_Activity_.
The required output is the exact run of lines below that opens at the line with "positive clicks: (375, 319) (321, 268)" and closes at the line with "240L3 197L0 348L571".

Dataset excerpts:
--

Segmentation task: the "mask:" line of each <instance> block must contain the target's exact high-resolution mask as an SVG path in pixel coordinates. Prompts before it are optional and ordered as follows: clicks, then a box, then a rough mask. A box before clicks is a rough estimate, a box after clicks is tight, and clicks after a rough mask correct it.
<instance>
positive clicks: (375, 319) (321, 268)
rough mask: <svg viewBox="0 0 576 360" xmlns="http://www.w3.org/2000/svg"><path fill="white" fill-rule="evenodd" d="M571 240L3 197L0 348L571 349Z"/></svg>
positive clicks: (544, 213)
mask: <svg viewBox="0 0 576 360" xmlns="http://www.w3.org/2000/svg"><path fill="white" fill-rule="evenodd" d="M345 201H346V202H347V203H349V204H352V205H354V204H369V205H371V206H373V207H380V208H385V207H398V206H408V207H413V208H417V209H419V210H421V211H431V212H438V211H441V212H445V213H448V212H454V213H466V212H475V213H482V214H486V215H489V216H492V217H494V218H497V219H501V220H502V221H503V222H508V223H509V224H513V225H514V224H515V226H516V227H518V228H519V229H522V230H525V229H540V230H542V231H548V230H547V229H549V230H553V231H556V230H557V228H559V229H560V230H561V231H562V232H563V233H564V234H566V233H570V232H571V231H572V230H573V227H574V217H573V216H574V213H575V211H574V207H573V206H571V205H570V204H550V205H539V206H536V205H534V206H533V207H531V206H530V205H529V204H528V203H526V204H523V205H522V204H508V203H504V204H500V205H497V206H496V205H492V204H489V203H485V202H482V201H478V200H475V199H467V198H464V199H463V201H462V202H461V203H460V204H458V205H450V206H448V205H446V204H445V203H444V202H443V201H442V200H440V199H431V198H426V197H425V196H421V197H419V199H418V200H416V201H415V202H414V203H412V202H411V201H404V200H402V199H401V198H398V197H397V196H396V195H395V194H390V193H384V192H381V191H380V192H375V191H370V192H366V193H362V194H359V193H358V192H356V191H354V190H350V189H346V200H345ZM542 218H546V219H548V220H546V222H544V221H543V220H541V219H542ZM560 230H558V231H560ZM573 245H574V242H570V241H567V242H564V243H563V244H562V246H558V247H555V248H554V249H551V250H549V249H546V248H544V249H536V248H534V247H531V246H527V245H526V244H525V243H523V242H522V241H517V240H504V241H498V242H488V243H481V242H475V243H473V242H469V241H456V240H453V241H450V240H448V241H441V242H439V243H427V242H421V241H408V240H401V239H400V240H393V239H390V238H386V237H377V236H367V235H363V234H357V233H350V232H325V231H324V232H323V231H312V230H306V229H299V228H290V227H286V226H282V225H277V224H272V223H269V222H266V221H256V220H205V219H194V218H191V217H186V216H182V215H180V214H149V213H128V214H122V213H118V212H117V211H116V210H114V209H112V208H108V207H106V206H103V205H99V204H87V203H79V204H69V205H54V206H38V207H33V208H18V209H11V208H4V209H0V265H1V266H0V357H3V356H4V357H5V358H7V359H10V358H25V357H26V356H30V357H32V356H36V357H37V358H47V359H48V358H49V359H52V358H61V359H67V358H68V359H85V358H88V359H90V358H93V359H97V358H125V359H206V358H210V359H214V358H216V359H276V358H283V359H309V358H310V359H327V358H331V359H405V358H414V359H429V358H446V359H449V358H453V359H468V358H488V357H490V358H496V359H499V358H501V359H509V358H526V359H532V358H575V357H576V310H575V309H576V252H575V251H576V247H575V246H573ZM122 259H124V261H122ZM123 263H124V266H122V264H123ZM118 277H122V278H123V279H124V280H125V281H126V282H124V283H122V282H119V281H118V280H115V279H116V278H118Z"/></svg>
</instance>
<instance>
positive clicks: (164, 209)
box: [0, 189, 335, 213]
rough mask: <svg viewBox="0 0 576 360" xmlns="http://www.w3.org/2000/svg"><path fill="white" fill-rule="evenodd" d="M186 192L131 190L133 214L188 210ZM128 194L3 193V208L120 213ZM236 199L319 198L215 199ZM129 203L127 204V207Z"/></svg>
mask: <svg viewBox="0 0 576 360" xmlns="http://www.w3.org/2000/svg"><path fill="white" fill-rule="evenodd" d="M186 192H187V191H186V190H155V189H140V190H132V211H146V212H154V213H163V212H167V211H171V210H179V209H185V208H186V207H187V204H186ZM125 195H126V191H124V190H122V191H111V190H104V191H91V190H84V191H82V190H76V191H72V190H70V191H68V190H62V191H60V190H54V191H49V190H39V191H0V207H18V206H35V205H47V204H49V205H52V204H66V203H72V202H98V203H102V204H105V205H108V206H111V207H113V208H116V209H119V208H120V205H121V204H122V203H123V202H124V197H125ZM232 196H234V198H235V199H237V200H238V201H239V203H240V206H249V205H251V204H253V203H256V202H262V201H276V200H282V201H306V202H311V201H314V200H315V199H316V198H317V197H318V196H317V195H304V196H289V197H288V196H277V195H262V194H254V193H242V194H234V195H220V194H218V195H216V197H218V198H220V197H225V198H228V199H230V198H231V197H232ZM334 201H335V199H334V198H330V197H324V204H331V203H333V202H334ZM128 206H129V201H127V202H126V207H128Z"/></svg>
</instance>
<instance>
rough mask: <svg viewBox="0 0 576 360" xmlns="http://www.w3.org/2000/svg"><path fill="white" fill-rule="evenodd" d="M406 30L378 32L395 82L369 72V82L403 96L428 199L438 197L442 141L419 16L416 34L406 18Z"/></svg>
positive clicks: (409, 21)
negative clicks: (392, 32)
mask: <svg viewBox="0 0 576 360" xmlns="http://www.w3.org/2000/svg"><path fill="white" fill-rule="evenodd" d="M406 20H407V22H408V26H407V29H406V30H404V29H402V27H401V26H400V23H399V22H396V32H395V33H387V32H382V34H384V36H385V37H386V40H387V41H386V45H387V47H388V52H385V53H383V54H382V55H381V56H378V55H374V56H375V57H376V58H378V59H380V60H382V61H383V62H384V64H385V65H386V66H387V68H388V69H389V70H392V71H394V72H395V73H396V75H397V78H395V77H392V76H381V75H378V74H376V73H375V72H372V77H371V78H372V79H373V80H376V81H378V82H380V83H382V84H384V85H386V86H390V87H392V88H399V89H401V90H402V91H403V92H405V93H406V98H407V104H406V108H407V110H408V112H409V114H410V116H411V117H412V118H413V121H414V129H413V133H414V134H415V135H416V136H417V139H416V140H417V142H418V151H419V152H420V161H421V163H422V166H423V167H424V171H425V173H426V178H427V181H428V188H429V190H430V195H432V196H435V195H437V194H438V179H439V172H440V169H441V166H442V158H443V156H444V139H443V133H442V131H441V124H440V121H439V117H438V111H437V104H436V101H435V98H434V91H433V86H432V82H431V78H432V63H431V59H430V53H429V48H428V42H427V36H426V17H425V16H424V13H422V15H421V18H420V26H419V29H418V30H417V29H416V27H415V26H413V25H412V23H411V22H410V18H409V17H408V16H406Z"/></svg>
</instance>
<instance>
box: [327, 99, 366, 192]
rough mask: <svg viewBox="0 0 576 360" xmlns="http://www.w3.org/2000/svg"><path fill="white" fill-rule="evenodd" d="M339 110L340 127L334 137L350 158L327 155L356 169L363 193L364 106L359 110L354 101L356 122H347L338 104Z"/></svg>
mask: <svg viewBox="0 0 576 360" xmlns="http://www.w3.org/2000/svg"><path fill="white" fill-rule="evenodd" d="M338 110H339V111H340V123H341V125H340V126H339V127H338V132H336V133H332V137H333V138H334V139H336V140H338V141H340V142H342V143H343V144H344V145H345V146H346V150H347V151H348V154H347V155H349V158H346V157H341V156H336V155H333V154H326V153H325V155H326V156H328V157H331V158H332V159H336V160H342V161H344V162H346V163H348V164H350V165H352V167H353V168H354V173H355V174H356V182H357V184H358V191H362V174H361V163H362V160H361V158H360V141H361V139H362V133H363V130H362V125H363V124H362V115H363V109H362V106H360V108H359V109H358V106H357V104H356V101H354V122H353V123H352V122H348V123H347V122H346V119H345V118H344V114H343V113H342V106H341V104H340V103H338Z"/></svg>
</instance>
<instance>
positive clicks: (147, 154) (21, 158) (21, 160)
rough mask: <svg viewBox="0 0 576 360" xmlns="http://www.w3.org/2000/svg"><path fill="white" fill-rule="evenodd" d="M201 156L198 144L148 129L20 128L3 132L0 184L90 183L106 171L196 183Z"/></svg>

--

_Task result_.
positive clicks: (375, 319) (321, 268)
rough mask: <svg viewBox="0 0 576 360" xmlns="http://www.w3.org/2000/svg"><path fill="white" fill-rule="evenodd" d="M571 240L3 197L0 348L571 349Z"/></svg>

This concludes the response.